What is close contact?
Text updated on 2020-05-03
Close contact with an infected person can potentially be a vector for the spread of the SARS-CoV-2 coronavirus. It is important to identify them in order to curb the epidemic.
The concept of close contact (or its equivalent, "case contact") is used in the context of epidemiological surveillance of infectious diseases. For COVID-19, close contact refers to persons who have had close contact with a patient with confirmed or suspected SARS-CoV-2 coronavirus infection. The exact list of situations that correspond to close contact may vary according to countries, research teams, and our evolving knowledge of COVID-19.
The following situations are generally considered to be close contact:
(1) Persons who live, study, work, or have other forms of close contact with a person with COVID-19.
(2) Medical personnel, family members, or other persons who have had close contact with a patient without taking effective protective measures during diagnosis, treatment, nursing care, and visits.

--

▶ **COMPLETE THE FOLLOWING**
1 > Copy from the passage on close contact above, starting at "The following situations" and ending at "care, and visits.".
2 > Continue the passage on close contact above, picking up right after its final sentence.

▶ **MATERIAL SUPPLIED**
--

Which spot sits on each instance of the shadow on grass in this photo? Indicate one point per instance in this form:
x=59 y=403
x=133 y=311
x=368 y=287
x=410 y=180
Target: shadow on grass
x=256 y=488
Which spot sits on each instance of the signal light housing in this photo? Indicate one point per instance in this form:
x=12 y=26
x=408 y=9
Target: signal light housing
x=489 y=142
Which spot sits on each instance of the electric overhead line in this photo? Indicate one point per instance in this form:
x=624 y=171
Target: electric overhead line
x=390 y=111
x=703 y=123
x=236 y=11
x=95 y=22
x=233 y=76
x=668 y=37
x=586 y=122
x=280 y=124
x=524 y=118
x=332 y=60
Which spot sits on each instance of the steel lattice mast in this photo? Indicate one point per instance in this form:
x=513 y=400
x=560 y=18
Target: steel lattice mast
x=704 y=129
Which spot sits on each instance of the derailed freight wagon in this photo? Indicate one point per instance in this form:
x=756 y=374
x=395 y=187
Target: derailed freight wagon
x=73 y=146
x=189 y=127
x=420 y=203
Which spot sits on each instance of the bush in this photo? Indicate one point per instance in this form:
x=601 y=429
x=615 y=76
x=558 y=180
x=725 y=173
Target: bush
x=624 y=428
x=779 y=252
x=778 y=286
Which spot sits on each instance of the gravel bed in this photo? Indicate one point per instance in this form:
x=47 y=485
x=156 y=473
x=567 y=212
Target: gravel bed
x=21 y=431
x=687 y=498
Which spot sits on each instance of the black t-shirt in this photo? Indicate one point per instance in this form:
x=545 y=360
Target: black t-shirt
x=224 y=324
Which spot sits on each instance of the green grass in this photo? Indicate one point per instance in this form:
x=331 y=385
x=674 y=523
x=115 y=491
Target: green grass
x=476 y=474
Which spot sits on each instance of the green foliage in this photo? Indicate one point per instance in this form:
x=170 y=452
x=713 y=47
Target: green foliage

--

▶ **ANSWERS PER TASK**
1 >
The following situations are generally considered to be close contact:
(1) Persons who live, study, work, or have other forms of close contact with a person with COVID-19.
(2) Medical personnel, family members, or other persons who have had close contact with a patient without taking effective protective measures during diagnosis, treatment, nursing care, and visits.

2 >
(3) Other patients and their attendants who are in the same clinical ward as an infected patient.
(4) Those who shared the same transport or elevator with the patient.
(5) Those who have had direct face-to-face contact within 1-2 meters (depending on the country) of the person affected by COVID-19 or for more than 15 minutes.
These close contacts are generally monitored by epidemiologists because they have a higher risk of infection with SARS-CoV-2 than the rest of the population. In order to limit the spread of SARS-CoV-2 coronavirus, and to eventually eliminate it, it is important to quarantine close contacts.